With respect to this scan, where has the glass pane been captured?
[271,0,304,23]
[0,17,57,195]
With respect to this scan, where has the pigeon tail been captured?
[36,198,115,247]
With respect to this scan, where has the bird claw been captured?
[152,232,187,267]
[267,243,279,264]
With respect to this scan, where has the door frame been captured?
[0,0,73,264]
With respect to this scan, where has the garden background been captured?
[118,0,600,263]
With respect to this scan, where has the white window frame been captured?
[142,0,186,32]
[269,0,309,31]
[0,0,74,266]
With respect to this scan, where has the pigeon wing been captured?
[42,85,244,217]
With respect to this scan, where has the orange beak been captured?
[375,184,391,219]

^^^^^^^^^^^^^^^^

GOAL » Rewrite the entries starting at the line that contains "With respect to this scan, where has the pigeon wing" and ending at the last of the entries, replacing "captured" with "shown" and leaving everything else unchanged.

RESULT FOR THIS TASK »
With respect to this scan, where has the pigeon wing been shown?
[42,85,244,217]
With respect to this scan, where has the orange beak been shown?
[375,184,391,219]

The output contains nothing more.